• _Excerpt provided_:
━━━━
DALLAS – The woman who severed her baby's arms is described by her stepfather as a gentle soul who could have done such a thing only in the grips of mental illness.
Dena Schlosser (search), 35, of Plano faces a capital murder charge for the death of 10-month-old Margaret, whose body was found in her crib in a bedroom.
Schlosser called 911 and told an operator what she had done. She was in her apartment when police arrived, still holding a knife and listening to a church hymn.
"If you'd taken a hundred acquaintances at random and said to me, 'who would be the least likely to do anything involving violence?' I would have put Dena at the head of that list," her stepfather, Mick Macaulay, said Wednesday in a telephone interview from Canada, where he and Schlosser's mother live.
"This is a woman who takes birds' wings, if they're broken, and splints them and nurses them back to health," he said. "Just a very gentle person."
━━━━
• _Region-pointing data_:

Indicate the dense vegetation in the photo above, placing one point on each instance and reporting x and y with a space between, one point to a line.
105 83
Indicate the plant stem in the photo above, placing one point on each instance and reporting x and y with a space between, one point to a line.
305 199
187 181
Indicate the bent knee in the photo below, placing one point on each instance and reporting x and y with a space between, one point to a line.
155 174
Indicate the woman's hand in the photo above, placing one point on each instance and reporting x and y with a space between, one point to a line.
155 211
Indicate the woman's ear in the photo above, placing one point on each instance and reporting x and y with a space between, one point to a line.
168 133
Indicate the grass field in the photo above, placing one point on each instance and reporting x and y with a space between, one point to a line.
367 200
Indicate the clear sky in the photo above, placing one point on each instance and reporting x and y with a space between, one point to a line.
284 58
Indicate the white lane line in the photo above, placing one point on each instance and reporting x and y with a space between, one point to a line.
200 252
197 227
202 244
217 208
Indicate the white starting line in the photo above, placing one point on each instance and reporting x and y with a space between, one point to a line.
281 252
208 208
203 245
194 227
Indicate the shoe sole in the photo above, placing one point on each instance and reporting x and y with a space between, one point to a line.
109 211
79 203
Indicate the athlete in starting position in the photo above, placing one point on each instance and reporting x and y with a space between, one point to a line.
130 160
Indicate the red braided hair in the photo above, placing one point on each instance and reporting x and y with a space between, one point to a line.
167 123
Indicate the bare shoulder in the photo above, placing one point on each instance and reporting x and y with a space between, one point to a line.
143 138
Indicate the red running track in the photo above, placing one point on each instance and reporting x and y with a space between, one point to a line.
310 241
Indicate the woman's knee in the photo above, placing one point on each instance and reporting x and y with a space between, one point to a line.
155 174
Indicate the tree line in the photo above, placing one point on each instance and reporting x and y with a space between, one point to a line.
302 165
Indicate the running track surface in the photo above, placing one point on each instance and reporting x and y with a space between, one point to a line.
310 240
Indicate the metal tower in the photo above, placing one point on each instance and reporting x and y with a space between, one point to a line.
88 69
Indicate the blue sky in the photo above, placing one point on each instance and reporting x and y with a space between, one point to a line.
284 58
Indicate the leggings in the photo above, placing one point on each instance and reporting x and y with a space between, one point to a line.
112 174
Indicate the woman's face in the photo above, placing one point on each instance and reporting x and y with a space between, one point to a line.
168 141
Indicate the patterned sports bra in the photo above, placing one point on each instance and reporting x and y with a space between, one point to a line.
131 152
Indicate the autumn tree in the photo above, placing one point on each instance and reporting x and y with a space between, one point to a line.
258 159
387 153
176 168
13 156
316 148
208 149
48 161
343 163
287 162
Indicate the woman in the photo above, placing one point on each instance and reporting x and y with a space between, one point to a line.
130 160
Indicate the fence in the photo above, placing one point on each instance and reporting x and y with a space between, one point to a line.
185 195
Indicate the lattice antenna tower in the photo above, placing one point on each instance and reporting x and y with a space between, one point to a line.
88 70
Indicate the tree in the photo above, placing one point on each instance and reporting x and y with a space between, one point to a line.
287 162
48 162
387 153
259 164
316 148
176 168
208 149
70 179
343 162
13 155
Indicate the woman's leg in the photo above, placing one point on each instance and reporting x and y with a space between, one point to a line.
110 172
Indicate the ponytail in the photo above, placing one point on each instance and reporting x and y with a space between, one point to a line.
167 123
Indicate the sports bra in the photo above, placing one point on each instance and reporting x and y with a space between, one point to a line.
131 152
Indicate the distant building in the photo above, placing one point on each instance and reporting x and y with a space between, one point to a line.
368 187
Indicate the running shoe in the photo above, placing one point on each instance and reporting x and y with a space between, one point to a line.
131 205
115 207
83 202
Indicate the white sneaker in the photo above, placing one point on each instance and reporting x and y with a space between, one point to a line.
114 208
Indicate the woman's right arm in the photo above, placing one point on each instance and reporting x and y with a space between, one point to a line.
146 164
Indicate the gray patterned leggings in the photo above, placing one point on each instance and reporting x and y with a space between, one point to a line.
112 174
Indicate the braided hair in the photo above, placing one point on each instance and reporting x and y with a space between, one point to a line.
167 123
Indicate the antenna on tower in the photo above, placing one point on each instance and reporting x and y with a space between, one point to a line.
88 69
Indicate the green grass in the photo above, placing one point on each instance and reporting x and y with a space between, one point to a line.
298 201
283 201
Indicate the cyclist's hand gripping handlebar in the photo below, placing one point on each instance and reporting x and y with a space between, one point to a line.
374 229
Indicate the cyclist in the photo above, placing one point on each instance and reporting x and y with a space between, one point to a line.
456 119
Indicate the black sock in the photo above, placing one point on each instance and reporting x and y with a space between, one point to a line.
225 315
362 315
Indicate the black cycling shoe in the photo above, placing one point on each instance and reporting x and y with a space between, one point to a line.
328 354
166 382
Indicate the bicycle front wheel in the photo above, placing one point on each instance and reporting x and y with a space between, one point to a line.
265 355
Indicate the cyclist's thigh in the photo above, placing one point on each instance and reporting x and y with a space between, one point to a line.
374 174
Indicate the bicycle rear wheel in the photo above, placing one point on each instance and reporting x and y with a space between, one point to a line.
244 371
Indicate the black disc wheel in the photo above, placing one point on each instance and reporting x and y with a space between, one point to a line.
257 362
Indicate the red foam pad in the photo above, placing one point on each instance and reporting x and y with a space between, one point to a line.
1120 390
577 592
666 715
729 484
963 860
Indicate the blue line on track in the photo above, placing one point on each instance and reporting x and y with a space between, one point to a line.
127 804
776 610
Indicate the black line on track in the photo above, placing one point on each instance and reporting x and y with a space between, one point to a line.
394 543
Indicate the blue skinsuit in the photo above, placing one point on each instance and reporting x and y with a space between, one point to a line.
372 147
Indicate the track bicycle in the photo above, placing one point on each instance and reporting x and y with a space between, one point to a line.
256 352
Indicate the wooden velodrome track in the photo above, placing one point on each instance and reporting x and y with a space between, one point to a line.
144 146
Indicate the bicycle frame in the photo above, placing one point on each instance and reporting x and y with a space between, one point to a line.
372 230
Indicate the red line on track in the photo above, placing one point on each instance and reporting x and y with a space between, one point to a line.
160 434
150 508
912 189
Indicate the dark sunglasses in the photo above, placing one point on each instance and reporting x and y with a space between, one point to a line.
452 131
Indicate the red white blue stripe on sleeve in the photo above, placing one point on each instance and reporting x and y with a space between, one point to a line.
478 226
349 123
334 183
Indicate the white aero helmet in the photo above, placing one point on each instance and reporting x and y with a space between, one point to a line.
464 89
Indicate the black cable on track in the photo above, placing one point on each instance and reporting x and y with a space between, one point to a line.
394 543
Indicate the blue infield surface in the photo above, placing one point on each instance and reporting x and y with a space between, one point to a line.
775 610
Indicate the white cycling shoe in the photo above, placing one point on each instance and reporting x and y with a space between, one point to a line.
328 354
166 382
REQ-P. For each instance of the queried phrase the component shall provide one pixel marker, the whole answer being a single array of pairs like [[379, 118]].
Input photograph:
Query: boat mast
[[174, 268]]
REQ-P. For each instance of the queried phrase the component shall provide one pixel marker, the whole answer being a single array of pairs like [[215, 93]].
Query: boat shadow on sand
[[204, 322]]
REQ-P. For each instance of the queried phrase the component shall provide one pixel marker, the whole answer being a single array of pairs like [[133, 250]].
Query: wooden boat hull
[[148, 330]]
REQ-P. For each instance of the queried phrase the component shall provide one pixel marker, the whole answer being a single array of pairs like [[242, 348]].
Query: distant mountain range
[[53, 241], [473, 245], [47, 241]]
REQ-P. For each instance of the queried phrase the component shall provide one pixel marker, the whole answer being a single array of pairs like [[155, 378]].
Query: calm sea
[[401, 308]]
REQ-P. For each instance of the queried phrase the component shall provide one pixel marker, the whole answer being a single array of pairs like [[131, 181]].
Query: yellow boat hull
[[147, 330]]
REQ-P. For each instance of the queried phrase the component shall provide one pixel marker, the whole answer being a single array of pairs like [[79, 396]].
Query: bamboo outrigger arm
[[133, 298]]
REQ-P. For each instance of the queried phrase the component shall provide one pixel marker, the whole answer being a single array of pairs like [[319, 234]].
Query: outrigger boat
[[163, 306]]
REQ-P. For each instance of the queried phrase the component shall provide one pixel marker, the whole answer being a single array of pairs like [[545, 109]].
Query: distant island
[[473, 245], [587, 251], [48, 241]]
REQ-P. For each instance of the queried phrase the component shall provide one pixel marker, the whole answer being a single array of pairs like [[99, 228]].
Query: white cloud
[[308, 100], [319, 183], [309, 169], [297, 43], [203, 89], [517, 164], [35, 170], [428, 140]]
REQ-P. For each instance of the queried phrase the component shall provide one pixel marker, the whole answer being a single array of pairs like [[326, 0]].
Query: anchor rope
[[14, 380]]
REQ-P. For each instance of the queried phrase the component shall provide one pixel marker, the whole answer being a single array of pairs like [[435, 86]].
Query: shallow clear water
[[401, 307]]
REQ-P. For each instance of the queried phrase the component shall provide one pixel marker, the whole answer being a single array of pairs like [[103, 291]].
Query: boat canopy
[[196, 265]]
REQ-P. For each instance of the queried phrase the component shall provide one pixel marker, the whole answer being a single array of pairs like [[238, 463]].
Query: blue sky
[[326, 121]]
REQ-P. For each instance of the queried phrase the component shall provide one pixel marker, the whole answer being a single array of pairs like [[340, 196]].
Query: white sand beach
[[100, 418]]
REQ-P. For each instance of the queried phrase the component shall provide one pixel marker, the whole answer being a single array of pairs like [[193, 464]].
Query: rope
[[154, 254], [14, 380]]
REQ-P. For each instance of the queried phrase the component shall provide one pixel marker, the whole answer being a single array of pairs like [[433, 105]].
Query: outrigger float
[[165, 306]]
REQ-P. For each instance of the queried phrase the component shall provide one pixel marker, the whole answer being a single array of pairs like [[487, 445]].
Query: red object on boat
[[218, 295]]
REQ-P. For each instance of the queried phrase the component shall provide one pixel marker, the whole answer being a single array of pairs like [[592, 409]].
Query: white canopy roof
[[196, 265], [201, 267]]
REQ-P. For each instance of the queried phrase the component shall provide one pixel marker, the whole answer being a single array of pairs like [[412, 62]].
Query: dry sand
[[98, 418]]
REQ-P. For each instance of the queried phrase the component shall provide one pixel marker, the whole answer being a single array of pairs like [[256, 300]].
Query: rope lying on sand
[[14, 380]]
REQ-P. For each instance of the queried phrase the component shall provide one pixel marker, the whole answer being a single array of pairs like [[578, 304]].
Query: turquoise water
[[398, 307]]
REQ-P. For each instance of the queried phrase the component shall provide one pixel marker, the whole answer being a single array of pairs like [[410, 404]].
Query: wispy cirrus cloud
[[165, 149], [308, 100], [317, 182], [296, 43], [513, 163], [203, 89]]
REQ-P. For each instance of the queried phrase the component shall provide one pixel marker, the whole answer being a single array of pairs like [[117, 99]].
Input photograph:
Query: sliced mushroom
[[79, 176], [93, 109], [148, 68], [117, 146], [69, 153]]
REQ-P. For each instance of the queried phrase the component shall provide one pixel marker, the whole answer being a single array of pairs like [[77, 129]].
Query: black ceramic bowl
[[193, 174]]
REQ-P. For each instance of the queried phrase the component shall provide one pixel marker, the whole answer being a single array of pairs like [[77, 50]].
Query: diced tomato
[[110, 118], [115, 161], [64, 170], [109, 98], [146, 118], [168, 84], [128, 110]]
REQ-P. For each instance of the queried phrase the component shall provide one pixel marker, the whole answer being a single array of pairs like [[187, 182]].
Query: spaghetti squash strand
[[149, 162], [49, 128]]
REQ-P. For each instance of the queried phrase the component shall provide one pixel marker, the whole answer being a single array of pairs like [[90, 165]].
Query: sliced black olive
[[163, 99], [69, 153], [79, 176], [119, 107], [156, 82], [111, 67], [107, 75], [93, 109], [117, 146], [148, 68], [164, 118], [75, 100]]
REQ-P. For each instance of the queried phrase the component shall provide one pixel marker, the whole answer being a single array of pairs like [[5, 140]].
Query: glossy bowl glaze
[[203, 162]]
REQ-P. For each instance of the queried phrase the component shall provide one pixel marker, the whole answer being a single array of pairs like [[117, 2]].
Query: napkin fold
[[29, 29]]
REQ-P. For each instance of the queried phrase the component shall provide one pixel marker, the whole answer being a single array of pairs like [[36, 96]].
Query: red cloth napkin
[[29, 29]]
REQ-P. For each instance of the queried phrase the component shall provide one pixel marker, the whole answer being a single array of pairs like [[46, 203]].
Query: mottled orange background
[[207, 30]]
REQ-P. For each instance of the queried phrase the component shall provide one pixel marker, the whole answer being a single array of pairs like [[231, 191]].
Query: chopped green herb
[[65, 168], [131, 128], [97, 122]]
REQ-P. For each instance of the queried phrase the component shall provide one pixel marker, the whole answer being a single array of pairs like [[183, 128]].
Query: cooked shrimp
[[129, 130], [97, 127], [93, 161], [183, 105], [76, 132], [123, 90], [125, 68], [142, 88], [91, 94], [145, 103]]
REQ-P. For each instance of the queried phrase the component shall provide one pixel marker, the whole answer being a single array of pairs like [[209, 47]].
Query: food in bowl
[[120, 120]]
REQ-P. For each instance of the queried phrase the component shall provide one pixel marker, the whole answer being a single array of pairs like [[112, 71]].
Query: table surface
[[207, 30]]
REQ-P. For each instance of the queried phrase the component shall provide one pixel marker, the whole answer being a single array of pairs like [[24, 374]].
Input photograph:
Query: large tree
━━━━
• _Task requirements_: Reproduce word for word the part of the news report starting at "DALLAS – The" and ending at "of mental illness.". This material was taken from a different source than the text.

• _Your solution_:
DALLAS – The woman who severed her baby's arms is described by her stepfather as a gentle soul who could have done such a thing only in the grips of mental illness.